[Annotated coordinate records]
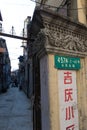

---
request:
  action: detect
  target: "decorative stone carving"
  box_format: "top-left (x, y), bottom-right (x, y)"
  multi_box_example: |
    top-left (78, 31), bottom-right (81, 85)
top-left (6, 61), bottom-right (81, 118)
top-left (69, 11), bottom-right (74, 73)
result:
top-left (40, 28), bottom-right (87, 52)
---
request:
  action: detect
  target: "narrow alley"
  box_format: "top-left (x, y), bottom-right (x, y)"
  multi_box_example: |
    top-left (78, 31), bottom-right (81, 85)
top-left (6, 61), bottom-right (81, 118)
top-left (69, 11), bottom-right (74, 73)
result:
top-left (0, 87), bottom-right (33, 130)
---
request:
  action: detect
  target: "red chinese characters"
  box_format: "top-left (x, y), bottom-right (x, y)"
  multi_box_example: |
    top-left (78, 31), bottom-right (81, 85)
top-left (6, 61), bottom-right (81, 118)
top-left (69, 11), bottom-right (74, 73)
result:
top-left (64, 71), bottom-right (74, 130)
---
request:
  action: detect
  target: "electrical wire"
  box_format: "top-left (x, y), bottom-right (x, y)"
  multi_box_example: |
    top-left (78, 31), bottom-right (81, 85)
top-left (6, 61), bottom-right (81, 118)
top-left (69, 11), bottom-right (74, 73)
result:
top-left (31, 0), bottom-right (87, 10)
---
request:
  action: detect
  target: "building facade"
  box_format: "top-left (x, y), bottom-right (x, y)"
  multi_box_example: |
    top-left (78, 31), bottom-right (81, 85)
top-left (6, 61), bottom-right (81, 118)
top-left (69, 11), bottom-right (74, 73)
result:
top-left (25, 0), bottom-right (87, 130)
top-left (0, 38), bottom-right (11, 92)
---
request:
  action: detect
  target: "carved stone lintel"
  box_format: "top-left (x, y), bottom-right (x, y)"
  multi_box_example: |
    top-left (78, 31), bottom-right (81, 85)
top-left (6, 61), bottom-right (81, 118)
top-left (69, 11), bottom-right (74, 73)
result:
top-left (41, 28), bottom-right (87, 52)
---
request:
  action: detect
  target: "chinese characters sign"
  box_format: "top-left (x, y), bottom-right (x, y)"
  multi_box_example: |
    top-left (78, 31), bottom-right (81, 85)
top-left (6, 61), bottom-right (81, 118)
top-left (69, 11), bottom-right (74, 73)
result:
top-left (58, 70), bottom-right (79, 130)
top-left (54, 55), bottom-right (80, 70)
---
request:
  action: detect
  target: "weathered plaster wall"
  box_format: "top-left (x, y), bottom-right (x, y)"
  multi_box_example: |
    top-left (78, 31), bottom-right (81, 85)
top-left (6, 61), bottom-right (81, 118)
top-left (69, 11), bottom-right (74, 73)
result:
top-left (77, 0), bottom-right (87, 25)
top-left (40, 56), bottom-right (50, 130)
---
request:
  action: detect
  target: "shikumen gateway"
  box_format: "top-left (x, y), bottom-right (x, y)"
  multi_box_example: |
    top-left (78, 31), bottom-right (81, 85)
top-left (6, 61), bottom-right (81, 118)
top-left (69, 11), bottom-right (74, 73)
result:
top-left (28, 8), bottom-right (87, 130)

> **DIRECTIONS FOR THIS TASK**
Update the material so that every "detect" becomes "locate" and nothing else changes. Leave the pictures out of your answer.

> **TASK SOLUTION**
---
request:
  action: locate
  target: "decorative stone carving"
  box_format: "top-left (x, y), bottom-right (x, y)"
  multi_box_example: |
    top-left (78, 31), bottom-right (81, 85)
top-left (6, 61), bottom-right (81, 118)
top-left (69, 11), bottom-right (74, 73)
result:
top-left (40, 28), bottom-right (87, 52)
---
request:
  action: locate
  target: "narrow alley"
  box_format: "top-left (x, y), bottom-right (x, y)"
  multi_box_example: |
    top-left (78, 31), bottom-right (81, 85)
top-left (6, 61), bottom-right (81, 118)
top-left (69, 11), bottom-right (74, 73)
result:
top-left (0, 87), bottom-right (33, 130)
---
request:
  action: locate
  target: "red chinese characters"
  box_format: "top-left (x, y), bottom-right (x, y)"
  multi_box_example: |
    top-left (78, 31), bottom-right (81, 85)
top-left (6, 61), bottom-right (81, 118)
top-left (69, 11), bottom-right (74, 73)
result:
top-left (64, 71), bottom-right (74, 130)
---
request:
  action: locate
  target: "electrical wire"
  box_format: "top-left (x, y), bottom-right (x, y)"
  multi_box_example: |
    top-left (78, 31), bottom-right (81, 85)
top-left (6, 61), bottom-right (81, 118)
top-left (69, 11), bottom-right (74, 73)
result:
top-left (31, 0), bottom-right (87, 10)
---
request:
  action: locate
  target: "building facade"
  box_format: "top-left (x, y), bottom-right (x, y)"
  multi_box_example: |
    top-left (78, 31), bottom-right (81, 85)
top-left (6, 61), bottom-right (81, 118)
top-left (69, 11), bottom-right (74, 73)
result:
top-left (25, 0), bottom-right (87, 130)
top-left (0, 38), bottom-right (11, 92)
---
request:
  action: locate
  target: "carved stone lintel"
  box_format: "top-left (x, y), bottom-right (x, y)"
  multi_box_example: |
    top-left (78, 31), bottom-right (81, 85)
top-left (6, 61), bottom-right (81, 118)
top-left (69, 11), bottom-right (74, 73)
result:
top-left (41, 28), bottom-right (87, 52)
---
request:
  action: locate
  target: "chinese characters sign"
  box_format: "top-left (x, y), bottom-right (x, y)"
  multi_box_example: |
    top-left (78, 31), bottom-right (81, 85)
top-left (6, 61), bottom-right (81, 118)
top-left (69, 11), bottom-right (74, 73)
result:
top-left (58, 70), bottom-right (79, 130)
top-left (54, 55), bottom-right (80, 70)
---
request:
  action: locate
  target: "weathered plaster wall"
  box_format: "top-left (x, y), bottom-right (x, y)"
  multi_box_example: |
    top-left (78, 31), bottom-right (81, 85)
top-left (6, 61), bottom-right (81, 118)
top-left (69, 11), bottom-right (74, 73)
result:
top-left (77, 0), bottom-right (87, 25)
top-left (40, 56), bottom-right (50, 130)
---
request:
  action: locate
  target: "shikumen gateway"
  box_format: "top-left (x, y), bottom-right (x, y)"
  multi_box_example: |
    top-left (78, 31), bottom-right (81, 85)
top-left (6, 61), bottom-right (81, 118)
top-left (69, 11), bottom-right (74, 73)
result:
top-left (28, 8), bottom-right (87, 130)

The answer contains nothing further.